- EXERCISE INSTRUCTIONS
With no words added or dropped, transcribe the listing that follows.

☆ ☆ ☆ ☆ ☆ ☆ ☆

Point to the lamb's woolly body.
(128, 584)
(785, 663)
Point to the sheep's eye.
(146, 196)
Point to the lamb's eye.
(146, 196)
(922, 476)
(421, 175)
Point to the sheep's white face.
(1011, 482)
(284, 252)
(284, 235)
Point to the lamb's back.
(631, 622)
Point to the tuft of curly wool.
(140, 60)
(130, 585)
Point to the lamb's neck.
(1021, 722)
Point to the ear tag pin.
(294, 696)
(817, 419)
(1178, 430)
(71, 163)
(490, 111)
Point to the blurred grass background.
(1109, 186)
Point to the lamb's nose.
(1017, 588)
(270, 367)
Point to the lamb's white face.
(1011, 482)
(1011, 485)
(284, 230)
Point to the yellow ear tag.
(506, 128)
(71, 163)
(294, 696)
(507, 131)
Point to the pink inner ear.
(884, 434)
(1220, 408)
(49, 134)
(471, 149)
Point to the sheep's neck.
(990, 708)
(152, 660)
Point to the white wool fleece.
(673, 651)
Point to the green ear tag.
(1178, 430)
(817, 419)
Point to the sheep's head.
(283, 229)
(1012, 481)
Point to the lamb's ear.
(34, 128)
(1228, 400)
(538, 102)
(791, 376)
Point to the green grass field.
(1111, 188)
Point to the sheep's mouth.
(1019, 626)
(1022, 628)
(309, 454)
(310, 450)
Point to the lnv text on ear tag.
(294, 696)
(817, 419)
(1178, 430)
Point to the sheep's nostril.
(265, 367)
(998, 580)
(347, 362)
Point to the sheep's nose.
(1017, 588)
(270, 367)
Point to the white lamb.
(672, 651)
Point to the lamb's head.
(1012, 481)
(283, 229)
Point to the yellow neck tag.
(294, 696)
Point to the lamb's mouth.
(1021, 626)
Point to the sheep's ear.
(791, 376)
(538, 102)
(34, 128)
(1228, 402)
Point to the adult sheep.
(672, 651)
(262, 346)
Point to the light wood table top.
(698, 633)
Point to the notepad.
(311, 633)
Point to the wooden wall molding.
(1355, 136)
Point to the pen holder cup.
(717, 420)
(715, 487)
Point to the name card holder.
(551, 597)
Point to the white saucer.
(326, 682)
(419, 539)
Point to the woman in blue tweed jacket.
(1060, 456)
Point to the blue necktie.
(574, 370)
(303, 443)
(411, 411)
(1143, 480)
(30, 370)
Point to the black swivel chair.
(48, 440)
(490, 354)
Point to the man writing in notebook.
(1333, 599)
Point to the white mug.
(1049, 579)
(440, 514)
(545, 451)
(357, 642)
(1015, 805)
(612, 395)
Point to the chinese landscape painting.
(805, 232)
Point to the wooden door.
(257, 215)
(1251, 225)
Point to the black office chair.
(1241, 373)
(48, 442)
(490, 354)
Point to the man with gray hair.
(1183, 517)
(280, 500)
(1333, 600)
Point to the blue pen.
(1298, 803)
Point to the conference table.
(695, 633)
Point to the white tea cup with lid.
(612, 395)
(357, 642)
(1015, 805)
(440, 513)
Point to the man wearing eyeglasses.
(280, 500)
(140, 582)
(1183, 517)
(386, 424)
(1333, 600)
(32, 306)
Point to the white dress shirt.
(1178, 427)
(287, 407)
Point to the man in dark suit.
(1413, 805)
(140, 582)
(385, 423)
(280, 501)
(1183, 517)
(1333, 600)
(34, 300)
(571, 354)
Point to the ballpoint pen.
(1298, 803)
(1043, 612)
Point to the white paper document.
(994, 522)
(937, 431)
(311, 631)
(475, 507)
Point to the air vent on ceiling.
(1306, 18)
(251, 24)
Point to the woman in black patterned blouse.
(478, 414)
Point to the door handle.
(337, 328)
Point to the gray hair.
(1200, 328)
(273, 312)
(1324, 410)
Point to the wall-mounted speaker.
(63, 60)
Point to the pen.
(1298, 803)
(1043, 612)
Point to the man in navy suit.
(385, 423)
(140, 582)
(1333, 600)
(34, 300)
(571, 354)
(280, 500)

☆ ☆ ☆ ☆ ☆ ☆ ☆

- TASK RESULT
Point to the lamb's woolly body.
(128, 584)
(785, 663)
Point to the sheep's eye.
(146, 196)
Point to the lamb's eye.
(146, 196)
(922, 476)
(421, 175)
Point to the sheep's white face.
(1011, 482)
(284, 252)
(284, 235)
Point to the lamb's back.
(631, 622)
Point to the tuft of curly wool.
(140, 60)
(130, 585)
Point to the lamb's neck.
(1021, 722)
Point to the ear tag pin.
(294, 696)
(817, 419)
(1178, 430)
(71, 163)
(490, 111)
Point to the blurred grass background.
(1109, 186)
Point to the lamb's nose.
(1017, 588)
(270, 367)
Point to the lamb's white face.
(1011, 482)
(1011, 485)
(284, 230)
Point to the yellow ear tag.
(506, 128)
(71, 163)
(294, 696)
(507, 131)
Point to the pink inner ear.
(884, 434)
(1220, 408)
(49, 134)
(471, 149)
Point to the sheep's neck.
(990, 708)
(152, 660)
Point to the white wool fleece.
(673, 651)
Point to the green ear tag.
(1178, 430)
(817, 419)
Point to the sheep's head.
(283, 229)
(1012, 481)
Point to the lamb's ear.
(34, 128)
(1228, 400)
(538, 102)
(791, 376)
Point to the green grass field.
(1111, 188)
Point to the sheep's mouth.
(1019, 626)
(1022, 628)
(309, 454)
(310, 450)
Point to the lnv text on ear tag.
(294, 696)
(817, 419)
(1178, 430)
Point to the sheep's nostril.
(265, 367)
(998, 580)
(347, 362)
Point to the sheep's nose.
(1017, 588)
(270, 367)
Point to the white lamb.
(672, 651)
Point to the lamb's head.
(1012, 481)
(283, 229)
Point to the yellow neck tag.
(294, 696)
Point to the lamb's mouth.
(1021, 626)
Point to the sheep's ear.
(791, 376)
(538, 102)
(34, 128)
(1228, 402)
Point to the adult sheep.
(672, 651)
(262, 346)
Point to the light wood table top.
(698, 633)
Point to the notepad.
(311, 633)
Point to the wooden wall molding.
(1355, 136)
Point to the pen holder cup.
(717, 420)
(715, 487)
Point to the name card holder.
(551, 597)
Point to the white saucer.
(326, 682)
(419, 539)
Point to the woman in blue tweed jacket.
(1060, 456)
Point to the blue necktie.
(574, 370)
(303, 443)
(411, 411)
(1143, 480)
(30, 370)
Point to the black swivel chair.
(48, 440)
(490, 354)
Point to the man writing in notebook.
(1333, 599)
Point to the white mug.
(1049, 579)
(440, 514)
(545, 451)
(357, 642)
(1015, 805)
(612, 395)
Point to the chinese landscape painting.
(805, 232)
Point to the wooden door.
(257, 215)
(1251, 225)
Point to the black office chair.
(1241, 373)
(48, 442)
(490, 354)
Point to the man with gray hair.
(1183, 517)
(280, 500)
(1333, 600)
Point to the blue pen.
(1298, 803)
Point to the conference table.
(695, 633)
Point to the white tea cup with lid.
(612, 395)
(357, 642)
(1015, 805)
(440, 513)
Point to the man wearing eyeglasses.
(280, 500)
(140, 582)
(1183, 517)
(386, 424)
(1333, 600)
(32, 306)
Point to the white dress shirt.
(1178, 427)
(287, 407)
Point to the man in dark suit.
(1413, 805)
(140, 582)
(385, 423)
(280, 501)
(1183, 517)
(1333, 600)
(34, 300)
(571, 354)
Point to the ballpoint pen.
(1298, 803)
(1043, 612)
Point to the white paper document.
(994, 522)
(937, 431)
(311, 631)
(475, 507)
Point to the air vent on ceiling.
(1306, 18)
(251, 24)
Point to the woman in black patterned blouse.
(478, 414)
Point to the door handle.
(337, 328)
Point to the gray hair.
(1200, 328)
(273, 312)
(1324, 410)
Point to the wall-mounted speaker.
(63, 60)
Point to the pen.
(1298, 803)
(1043, 612)
Point to the man in navy suit.
(385, 423)
(140, 582)
(1333, 600)
(34, 300)
(571, 354)
(280, 500)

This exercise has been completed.